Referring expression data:
_____

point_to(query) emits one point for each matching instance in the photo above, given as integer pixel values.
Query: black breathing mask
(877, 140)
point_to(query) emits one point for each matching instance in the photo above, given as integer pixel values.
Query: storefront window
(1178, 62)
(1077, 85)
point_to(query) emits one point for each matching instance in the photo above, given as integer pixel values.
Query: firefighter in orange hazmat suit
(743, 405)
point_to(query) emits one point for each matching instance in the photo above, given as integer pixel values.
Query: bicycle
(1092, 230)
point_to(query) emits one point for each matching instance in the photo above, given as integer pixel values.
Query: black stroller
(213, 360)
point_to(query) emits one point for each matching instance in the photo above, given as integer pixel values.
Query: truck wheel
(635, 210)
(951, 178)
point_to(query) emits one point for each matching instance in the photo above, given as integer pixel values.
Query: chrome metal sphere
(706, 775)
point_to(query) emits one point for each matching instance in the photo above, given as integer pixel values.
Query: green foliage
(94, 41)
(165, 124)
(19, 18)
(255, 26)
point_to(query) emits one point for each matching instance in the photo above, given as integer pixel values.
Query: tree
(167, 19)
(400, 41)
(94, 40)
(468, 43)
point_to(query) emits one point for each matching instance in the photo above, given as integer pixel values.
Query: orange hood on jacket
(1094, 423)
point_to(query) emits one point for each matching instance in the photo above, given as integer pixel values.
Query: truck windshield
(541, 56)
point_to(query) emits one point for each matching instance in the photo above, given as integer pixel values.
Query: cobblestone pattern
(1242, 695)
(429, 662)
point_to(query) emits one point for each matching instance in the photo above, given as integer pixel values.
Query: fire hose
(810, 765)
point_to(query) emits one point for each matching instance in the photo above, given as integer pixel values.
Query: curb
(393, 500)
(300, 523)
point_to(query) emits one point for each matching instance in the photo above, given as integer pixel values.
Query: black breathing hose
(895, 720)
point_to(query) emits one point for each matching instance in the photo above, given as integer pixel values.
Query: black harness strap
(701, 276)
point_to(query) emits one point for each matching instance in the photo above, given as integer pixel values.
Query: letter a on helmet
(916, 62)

_____

■ Your goal: Would you transcribe every entry exactly?

■ Answer for this exercise:
point_to(query) emits one point for each matching instance in the photo above, given as integer pixel values.
Query: black breathing mask
(877, 140)
point_to(query) emits one point for each matching instance in the photo above, given as integer pixel values.
Query: storefront window
(1178, 62)
(1077, 85)
point_to(query) emits one point for each matching instance in the photo above, given as integer pixel values.
Query: firefighter in orange hazmat suit
(743, 405)
point_to(query) emits one point for each matching instance in the photo above, given as integer pixel values.
Query: bicycle
(1092, 230)
point_to(query) emits one point for each matching instance in the photo above, given as integer pixel values.
Query: black stroller
(213, 360)
point_to(query) emits one point for each matching instance in the photo above, given as integer pixel values.
Query: truck wheel
(635, 210)
(951, 178)
point_to(query) emits one point for each matching instance in the photo above, given as integer pixel values.
Query: chrome metal sphere
(706, 775)
point_to(query) emits one point for each matching instance in the photo above, given as integer pixel values.
Query: green foliage
(94, 41)
(165, 124)
(19, 18)
(255, 26)
point_to(query) emits one point for each matching instance in the photo above, given as integer pixel values.
Query: tree
(167, 19)
(400, 41)
(94, 40)
(468, 43)
point_to(query) emits one point for each matching instance in the photo above, given as integer pixel values.
Query: orange hood on jacket
(1094, 423)
point_to(query) emits one point for each matching instance in the photo above, given as integer pixel values.
Query: truck windshield
(541, 56)
point_to(query) emits one point for each matching instance in the photo above, given as integer pixel values.
Query: cobblestone pattern
(1242, 695)
(429, 662)
point_to(query) emits one point for each matching instance in the photo above, given as integer pixel values.
Query: fire hose
(810, 765)
point_to(query) emits one point for each matching instance in the photo above, given as integer pixel values.
Query: curb
(393, 500)
(300, 523)
point_to(query) emits one point for each matching instance in the photo above, given as integer pixel values.
Query: black breathing hose
(895, 720)
point_to(query) emits one point for each matching instance in the photo above, given as integer pixel values.
Query: black harness strap
(701, 276)
point_to(query) emits one point for each matching instance in the photo above, given as integer pixel values.
Query: letter a on helmet
(916, 62)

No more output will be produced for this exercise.